### Instruction
Copy each of the entries below word for word, leaving out the pictures.

Entries from a labeling collection:
--- begin ---

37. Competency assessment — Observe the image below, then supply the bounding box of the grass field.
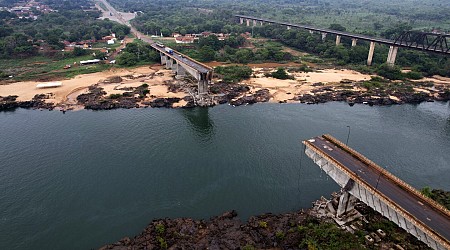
[0,55,111,81]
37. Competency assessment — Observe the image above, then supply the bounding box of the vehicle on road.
[164,47,173,55]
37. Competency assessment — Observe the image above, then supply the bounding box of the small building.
[36,82,62,89]
[80,59,101,65]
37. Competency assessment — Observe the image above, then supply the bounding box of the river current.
[0,102,450,249]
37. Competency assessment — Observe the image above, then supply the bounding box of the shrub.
[155,223,166,234]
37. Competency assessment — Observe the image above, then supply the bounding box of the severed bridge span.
[100,0,213,106]
[303,135,450,250]
[235,15,450,65]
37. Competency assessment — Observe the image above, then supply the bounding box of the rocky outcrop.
[0,94,55,111]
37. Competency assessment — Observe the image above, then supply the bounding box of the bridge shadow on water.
[181,107,214,141]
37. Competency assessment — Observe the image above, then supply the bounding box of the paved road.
[100,0,211,73]
[235,15,450,55]
[310,137,450,242]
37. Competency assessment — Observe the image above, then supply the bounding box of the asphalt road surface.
[309,137,450,242]
[100,0,210,73]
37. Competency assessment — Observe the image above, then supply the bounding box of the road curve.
[308,137,450,245]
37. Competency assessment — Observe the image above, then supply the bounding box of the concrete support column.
[386,46,398,66]
[336,35,341,46]
[166,57,173,69]
[177,63,186,77]
[159,53,167,65]
[198,80,208,95]
[336,191,350,217]
[171,60,178,73]
[367,42,375,66]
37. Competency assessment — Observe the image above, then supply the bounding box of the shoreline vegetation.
[0,63,450,111]
[100,187,450,250]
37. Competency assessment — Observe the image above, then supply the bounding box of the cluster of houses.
[63,33,123,51]
[0,0,57,20]
[172,31,230,44]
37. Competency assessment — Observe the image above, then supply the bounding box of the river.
[0,102,450,249]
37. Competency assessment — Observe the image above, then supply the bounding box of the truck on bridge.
[164,47,173,55]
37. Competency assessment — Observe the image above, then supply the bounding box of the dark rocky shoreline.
[0,82,450,111]
[100,198,429,250]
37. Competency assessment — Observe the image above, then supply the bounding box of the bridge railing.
[322,134,450,219]
[303,138,450,249]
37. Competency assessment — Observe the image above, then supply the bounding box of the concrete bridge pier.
[367,42,375,66]
[386,46,398,66]
[197,73,210,106]
[166,57,173,69]
[336,35,341,46]
[305,137,450,250]
[171,60,178,73]
[176,63,186,79]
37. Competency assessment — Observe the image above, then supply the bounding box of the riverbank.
[100,193,429,250]
[0,64,450,110]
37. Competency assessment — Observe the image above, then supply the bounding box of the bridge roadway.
[308,137,450,243]
[235,15,450,55]
[100,0,212,74]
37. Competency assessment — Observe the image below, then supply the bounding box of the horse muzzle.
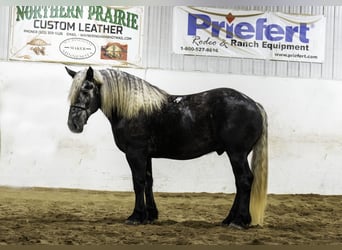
[68,107,88,133]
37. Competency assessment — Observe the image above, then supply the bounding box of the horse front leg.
[126,151,147,225]
[145,158,158,223]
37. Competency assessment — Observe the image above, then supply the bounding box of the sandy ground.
[0,187,342,245]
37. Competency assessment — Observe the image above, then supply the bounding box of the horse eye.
[82,83,94,91]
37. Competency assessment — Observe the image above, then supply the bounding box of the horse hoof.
[125,220,142,226]
[228,222,248,230]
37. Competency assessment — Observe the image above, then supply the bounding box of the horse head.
[65,67,101,133]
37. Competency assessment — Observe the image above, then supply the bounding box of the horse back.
[147,88,262,159]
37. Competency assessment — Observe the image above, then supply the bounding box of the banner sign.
[9,6,144,66]
[173,6,325,63]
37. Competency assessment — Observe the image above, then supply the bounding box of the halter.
[70,104,89,116]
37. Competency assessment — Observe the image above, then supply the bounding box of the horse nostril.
[68,120,83,133]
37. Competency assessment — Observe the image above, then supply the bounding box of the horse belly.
[153,119,220,160]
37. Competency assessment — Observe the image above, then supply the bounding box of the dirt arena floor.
[0,187,342,245]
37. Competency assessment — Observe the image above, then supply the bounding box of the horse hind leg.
[222,152,253,228]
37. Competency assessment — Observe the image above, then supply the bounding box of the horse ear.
[65,67,76,78]
[86,67,94,81]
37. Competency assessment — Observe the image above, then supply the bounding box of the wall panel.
[0,6,342,80]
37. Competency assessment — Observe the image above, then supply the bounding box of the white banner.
[173,6,325,63]
[9,6,144,66]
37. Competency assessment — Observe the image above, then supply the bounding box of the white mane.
[69,69,167,118]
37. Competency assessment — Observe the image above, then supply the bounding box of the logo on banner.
[173,7,325,62]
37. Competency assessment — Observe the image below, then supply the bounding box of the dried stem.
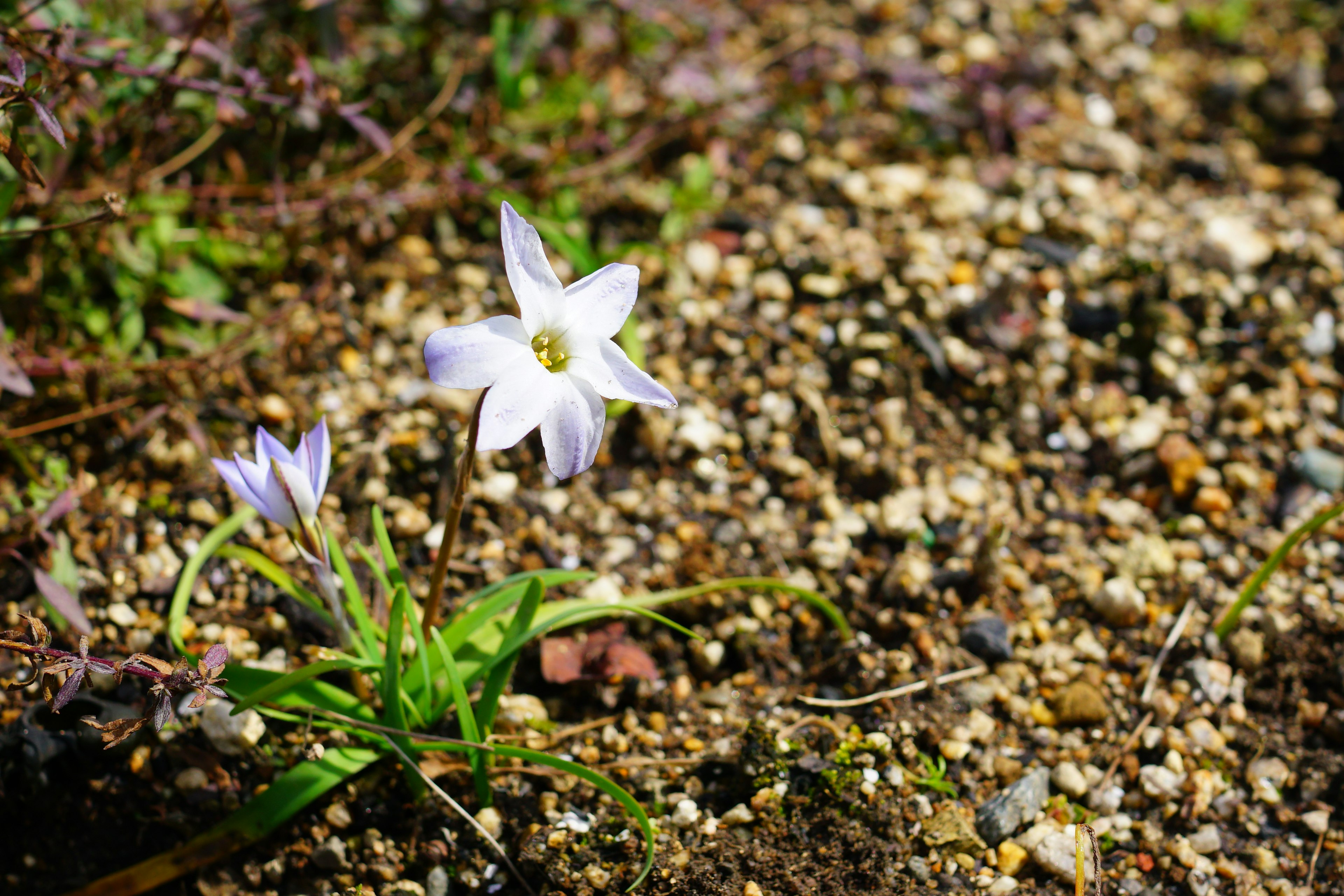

--- end ---

### Written solution
37. Competency assessment — Observe the image below, then supply the bounding box of the grass field.
[0,55,111,81]
37. Competency assessment — Observe the image above, then supply the bounding box of the vehicle on road.
[164,47,173,55]
37. Competency assessment — Observe the image above, then supply the bounding box of the small building.
[36,82,62,89]
[80,59,101,65]
37. Competency assessment — Observe the image above, then supply the bounding box of the river current.
[0,102,450,249]
37. Competency assessment — Observe the image above, then supply the bounding box of the shrub.
[155,223,166,234]
37. Competency assessment — Observe the image above, then supply the bounding box of the severed bridge span.
[100,0,213,106]
[303,135,450,250]
[235,15,450,65]
37. Competency assessment — Observe the image above, then supply the bounding box of the rocky outcrop.
[0,94,55,111]
37. Competency assessment — Observe the image above, then supply the bounding box of the bridge shadow on water.
[181,107,214,141]
37. Competency assessment — Observe the image above, then supply the bounding box of the paved road.
[100,0,211,73]
[235,15,450,55]
[310,137,450,242]
37. Competency assessment — Observe the image above, then supply the bounding box of the asphalt road surface.
[309,137,450,242]
[100,0,210,73]
37. Competency assessment — Observe the image above, then supply the bounding box of the road curve.
[308,137,450,245]
37. Competency assessment — Observe the image above, then supply the bounding box of the concrete support column.
[386,46,398,66]
[336,35,341,46]
[166,57,173,69]
[177,63,186,77]
[159,53,167,65]
[198,80,208,95]
[336,191,350,217]
[171,60,178,73]
[367,42,375,66]
37. Competency assessment — Observe the image above, then supply the bounding box of the shoreline vegetation.
[0,63,450,111]
[100,187,450,250]
37. Competency assessment — Observe the image above, then supply the bounding box of the cluster of houses.
[63,33,123,51]
[0,0,57,20]
[172,31,230,44]
37. Competency assessment — Observe the image above, then supply the bounding box of the river.
[0,102,450,249]
37. Competency assessment — Observe the image above, then supply the bounding box of the truck on bridge.
[164,47,173,55]
37. Competency assessment — Observe the image above, then supply the bounding box of the dark rocky shoreline.
[0,82,450,111]
[100,198,429,250]
37. Competency assessment — Observe the image above, then supply the bounding box of the bridge railing.
[322,134,450,219]
[303,138,450,249]
37. Competency assessment — Observe the image above, then supply the bounding box of the concrete bridge pier.
[367,42,375,66]
[386,46,398,66]
[197,73,210,106]
[166,57,173,69]
[336,35,341,46]
[305,137,450,250]
[171,60,178,73]
[176,63,186,79]
37. Competency assessment — Observe the image above, then supply the bounding box of the riverbank.
[100,193,429,250]
[0,64,450,110]
37. Competency assessment — Observe the image above, then supply the bounding box of the bridge roadway.
[308,137,450,243]
[235,15,450,55]
[100,0,212,74]
37. Competency assessment — Observe the image below, then supply the bounding box of the horse muzzle.
[68,107,88,133]
37. Competency assessment — Observe the image above, then supply the bounding box of the horse front leg.
[126,151,147,225]
[145,158,158,223]
37. Competency assessment — Observe the image above, then supply the bounding box of the sandy ground.
[0,187,342,245]
37. Competency assessment — Observe the image above, then supply the bounding box of the horse eye.
[82,83,94,91]
37. Competency assessment — Observe the image above, then supply the bounding box of the horse hoof.
[125,220,142,226]
[228,222,248,230]
37. Competency assessment — Observe the image above, then supply the bounding box of the horse head.
[65,67,101,133]
37. Competency assessment — Observe the image above, then supply the bounding box of the horse back.
[147,88,262,159]
37. Competency assessment — Observe the image above, then supply the bounding box of the banner sign.
[9,6,144,66]
[173,6,325,63]
37. Competency assessment — Observe the image above, then supply the bounding box of the halter.
[70,104,89,116]
37. Competency assessment — Observe the image above, then supply the bounding box of the horse nostril.
[68,120,83,133]
37. Competency assessment — Observe the image above, then supply the bounding box of the horse belly.
[153,119,220,160]
37. Competency assessment — Observe the image above, then supply the bounding box of the dirt arena floor.
[0,187,342,245]
37. Competency assessment — Observe the image above, then supply the bounding box of the horse hind leg.
[222,152,253,228]
37. Competency assessment — Observe the image above, then supply the bounding box of the horse ear.
[65,67,76,78]
[86,67,94,81]
37. Competency assessment — Observe the image above, then supply the bounding box of the wall panel.
[0,6,342,80]
37. Competency assessment — Observe the image above, then supply the bounding box of the white banner.
[173,6,325,63]
[9,6,144,66]
37. Competency assessment — Observe the image above, then supply the bounding box of the white mane.
[69,69,167,118]
37. Competency assessment — Observe the image above, then supply the bounding box of the logo on banner.
[173,7,325,62]
37. Competency assessment — Observe the image below, then supply the bounding box of the dried stem.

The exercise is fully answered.